- _Short task_
Without including any images, reproduce each entry exactly.

**** Given records ****

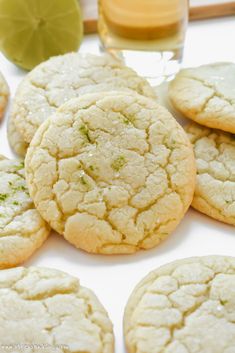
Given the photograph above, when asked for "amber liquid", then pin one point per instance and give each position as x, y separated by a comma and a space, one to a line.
154, 26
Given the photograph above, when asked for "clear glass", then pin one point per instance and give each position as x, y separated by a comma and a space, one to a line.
147, 34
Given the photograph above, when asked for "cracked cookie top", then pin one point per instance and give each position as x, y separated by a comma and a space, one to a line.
113, 172
206, 94
184, 307
55, 313
63, 77
22, 229
215, 186
4, 94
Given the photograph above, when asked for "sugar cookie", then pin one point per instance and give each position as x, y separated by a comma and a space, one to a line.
113, 172
22, 230
4, 94
215, 185
46, 310
206, 94
184, 307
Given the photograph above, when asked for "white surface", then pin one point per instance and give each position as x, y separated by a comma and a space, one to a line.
113, 278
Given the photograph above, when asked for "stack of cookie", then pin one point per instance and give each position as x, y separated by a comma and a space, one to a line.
207, 95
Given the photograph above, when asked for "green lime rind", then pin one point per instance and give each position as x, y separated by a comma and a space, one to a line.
31, 31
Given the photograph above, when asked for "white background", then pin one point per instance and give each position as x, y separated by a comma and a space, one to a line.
113, 278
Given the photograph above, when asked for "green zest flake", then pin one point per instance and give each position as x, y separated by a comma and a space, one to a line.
118, 163
3, 197
126, 121
84, 131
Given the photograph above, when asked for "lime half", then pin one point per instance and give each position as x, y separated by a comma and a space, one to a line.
31, 31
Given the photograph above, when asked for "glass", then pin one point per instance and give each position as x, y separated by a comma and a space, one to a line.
147, 34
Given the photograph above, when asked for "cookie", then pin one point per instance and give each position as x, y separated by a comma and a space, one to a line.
61, 78
15, 139
215, 186
113, 172
4, 94
22, 230
184, 307
46, 310
206, 94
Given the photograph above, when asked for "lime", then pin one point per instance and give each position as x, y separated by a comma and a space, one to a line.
31, 31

****

- _Written reply_
Given the photograph above, when asked for "amber liquid", then pin one point per instance and give each position as x, y separated by a comma and a space, one to a line.
154, 26
Given the photograph above, when asked for "clear glass", then pin one point per instance and give each position as x, y separated by a comma and a space, one to a line.
147, 34
Given the photograph above, when asked for "cracked cookie top", then pin one point per instance and give each position as x, y separated by a comma and a space, one to a line.
113, 172
206, 94
184, 307
55, 313
63, 77
22, 229
215, 186
4, 94
Given the photograph above, when asked for "sugar cookie", then pin one point per instance and give each position as x, y separated by a comma and a space, one to a line.
113, 172
22, 230
4, 94
215, 185
46, 310
206, 94
184, 307
Given the photograph above, when asked for "white surface", then pin one point per instance and give each position as x, y separated by a comma and a space, one to a line.
113, 278
Given the photograph above, when asked for "stack of cookie", then pin one point per instance and give each position as x, y separated by a comma and a space, one to a line.
207, 95
Given the photograph above, when asked for "green lime rind", then pin one point per instance and give each position as x, y separated by a comma and a space, one to a line.
31, 31
Given the photograph above, when asked for "white background", then pin one point per instance and give each position as x, y separated by a comma and a space, one to a line.
113, 278
Given the photograph above, when asked for "green zest flake", then pin one point per instance and give each position as x, y separated by a comma and a space, one to a line.
118, 163
3, 197
126, 121
84, 131
Given the photograph above, when asked for "lime half", then pin one point per instance and give each position as x, y separated by a comma and a space, one to a line.
31, 31
Given the photograph above, when asked for "glass", then pin one point per instance and give each position as x, y separated by a comma and a space, one to a line.
147, 34
Given the photograph above, when asked for "cookie", then pin one point per instance and give each position as x, y separated by a comma and a space, one to a line.
61, 78
15, 139
215, 186
113, 172
4, 94
22, 230
184, 307
46, 310
206, 94
Given the photograph above, when asked for "lime", then pin one point per instance and give each position as x, y separated by a comma and a space, one to a line.
31, 31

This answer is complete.